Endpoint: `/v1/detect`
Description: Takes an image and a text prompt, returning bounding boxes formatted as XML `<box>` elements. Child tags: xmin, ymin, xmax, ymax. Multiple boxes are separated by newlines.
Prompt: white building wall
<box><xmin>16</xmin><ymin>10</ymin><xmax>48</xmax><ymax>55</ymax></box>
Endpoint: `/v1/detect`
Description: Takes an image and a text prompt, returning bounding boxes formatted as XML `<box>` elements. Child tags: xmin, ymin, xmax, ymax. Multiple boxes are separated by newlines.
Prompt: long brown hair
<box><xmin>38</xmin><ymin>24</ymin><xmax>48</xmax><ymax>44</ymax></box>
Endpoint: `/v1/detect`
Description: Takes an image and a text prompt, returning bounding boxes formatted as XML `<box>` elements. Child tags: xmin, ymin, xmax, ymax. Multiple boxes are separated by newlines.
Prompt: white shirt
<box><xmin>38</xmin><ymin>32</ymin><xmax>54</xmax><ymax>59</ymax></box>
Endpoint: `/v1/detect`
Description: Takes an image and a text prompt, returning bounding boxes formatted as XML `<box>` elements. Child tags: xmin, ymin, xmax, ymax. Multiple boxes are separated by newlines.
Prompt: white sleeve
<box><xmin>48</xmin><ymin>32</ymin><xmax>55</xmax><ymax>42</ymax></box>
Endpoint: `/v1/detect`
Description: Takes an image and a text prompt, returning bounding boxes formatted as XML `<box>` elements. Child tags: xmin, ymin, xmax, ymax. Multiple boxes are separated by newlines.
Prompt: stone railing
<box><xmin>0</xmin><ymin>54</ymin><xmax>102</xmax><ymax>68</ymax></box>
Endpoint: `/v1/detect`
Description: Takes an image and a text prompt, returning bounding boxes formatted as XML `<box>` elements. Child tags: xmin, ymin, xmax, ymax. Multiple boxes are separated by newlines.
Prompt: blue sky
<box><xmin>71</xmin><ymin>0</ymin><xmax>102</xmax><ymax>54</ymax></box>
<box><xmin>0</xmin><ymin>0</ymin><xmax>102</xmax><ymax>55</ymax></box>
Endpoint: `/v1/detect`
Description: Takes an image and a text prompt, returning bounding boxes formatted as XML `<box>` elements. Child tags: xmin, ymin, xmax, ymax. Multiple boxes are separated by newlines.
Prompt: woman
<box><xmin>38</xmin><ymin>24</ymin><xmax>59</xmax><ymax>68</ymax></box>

**Instruction**
Count the lines in the records above that contain the string "white", treating uppercase and lowercase letters as distinct. Reply with the number alone.

**Task answer**
3